_Extracted information_
★ ★ ★ ★ ★ ★ ★
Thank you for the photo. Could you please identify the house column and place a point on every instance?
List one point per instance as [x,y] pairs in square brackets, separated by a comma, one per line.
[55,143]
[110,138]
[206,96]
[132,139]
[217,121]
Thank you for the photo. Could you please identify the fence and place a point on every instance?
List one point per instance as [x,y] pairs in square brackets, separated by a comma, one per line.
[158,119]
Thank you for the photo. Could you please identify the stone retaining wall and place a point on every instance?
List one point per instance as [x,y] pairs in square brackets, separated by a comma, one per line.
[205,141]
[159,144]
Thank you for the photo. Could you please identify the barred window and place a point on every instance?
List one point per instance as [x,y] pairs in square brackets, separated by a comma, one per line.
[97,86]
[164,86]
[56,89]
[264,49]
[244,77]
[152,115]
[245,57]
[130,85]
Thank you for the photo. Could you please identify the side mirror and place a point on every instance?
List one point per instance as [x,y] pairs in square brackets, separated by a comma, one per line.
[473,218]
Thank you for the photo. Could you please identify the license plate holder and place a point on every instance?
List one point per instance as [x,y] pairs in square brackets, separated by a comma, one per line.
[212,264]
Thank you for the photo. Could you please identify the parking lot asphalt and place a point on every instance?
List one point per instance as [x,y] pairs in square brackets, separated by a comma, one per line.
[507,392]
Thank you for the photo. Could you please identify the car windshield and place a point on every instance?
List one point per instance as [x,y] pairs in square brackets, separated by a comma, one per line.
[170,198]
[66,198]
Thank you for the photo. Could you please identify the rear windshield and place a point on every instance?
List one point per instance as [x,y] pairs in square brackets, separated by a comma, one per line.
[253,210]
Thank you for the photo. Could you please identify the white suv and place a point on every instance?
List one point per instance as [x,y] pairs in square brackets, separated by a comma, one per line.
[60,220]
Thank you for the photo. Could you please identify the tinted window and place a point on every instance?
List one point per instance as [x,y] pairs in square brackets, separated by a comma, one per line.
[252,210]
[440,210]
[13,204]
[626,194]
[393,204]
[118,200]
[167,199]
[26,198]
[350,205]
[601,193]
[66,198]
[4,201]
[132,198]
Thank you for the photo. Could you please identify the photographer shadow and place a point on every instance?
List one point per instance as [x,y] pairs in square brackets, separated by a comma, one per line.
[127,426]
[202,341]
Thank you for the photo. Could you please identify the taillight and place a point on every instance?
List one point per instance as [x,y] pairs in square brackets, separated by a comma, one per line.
★ ★ ★ ★ ★ ★ ★
_Task prompt_
Copy out every one of the entries above word for word, without changing anything.

_Solution for this problem_
Thank you for the photo. Could you please identify the house column and place a point on every instance?
List one point per instance as [x,y] pairs in square brackets, separated by a comma, one per line.
[55,143]
[110,138]
[206,96]
[132,139]
[217,121]
Thank you for the photo. Could you please identify the fence and place a point on every instance?
List one point per instance as [x,y] pairs in square brackets, separated by a comma, one per line.
[158,119]
Thank you for the photo. Could you please identify the stone retaining wall and place a point on every instance?
List one point per instance as [x,y] pairs in square brackets, separated by a comma, one per line.
[205,141]
[159,144]
Thank you for the photo. Could you please identify the barred window and place a point on every instance?
List one point per instance as [x,y] pairs in square brackets, separated by a comma, one per line.
[97,86]
[164,86]
[56,89]
[264,49]
[244,77]
[152,115]
[245,57]
[130,85]
Thank you for the photo. Could you please identify the side mirror and place a point on every instance?
List one point per instance as [x,y] pairs in square brackets, separated by a comma, one per line.
[473,218]
Thank you for the photo. Could you please identify the license plate holder and place a point on every instance?
List one point per instance as [x,y] pairs in square brackets, separated by a comma, one per line.
[212,264]
Thank you for the photo. Could you please identify the parking lot asphalt and place a point on every instance?
List one point per instance as [x,y] pairs in square brackets, separated by a comma, one per line.
[507,392]
Thank you for the photo. Could you please identify the car windshield and place a point on every instance?
List one point per instance as [x,y] pairs in square brackets, separated by a comma, one per line.
[170,198]
[66,198]
Thank you for the photo. Could you please identify the rear windshield and place a point on every instance?
List one point per instance as [x,y] pairs in square brackets, separated by a comma, one per line.
[253,210]
Thank you for the photo. Could you please identify the white suv and place a point on every instance?
List one point per instance as [x,y] pairs in square brackets, separated by a comma, one per line.
[60,220]
Thank you for the photo. Could you please identify the tinted window and place a point on every instance?
List one point per instance as [x,y] pairs in square brackets, separated by a comma, one per line.
[252,210]
[440,210]
[13,204]
[626,194]
[393,204]
[118,200]
[167,199]
[26,198]
[350,205]
[601,193]
[66,198]
[4,201]
[132,198]
Thank you for the photo. Could you please identify the photographer shadow and place a point on every instance?
List one point per instance as [x,y] pairs in square brackets, separated by a comma, one per line.
[127,426]
[202,341]
Thank you for the photo. Could you please identify the taillight and place a point on every instance?
List one point per instance as [x,y] pairs in square brackets, separated by a comma, one per line.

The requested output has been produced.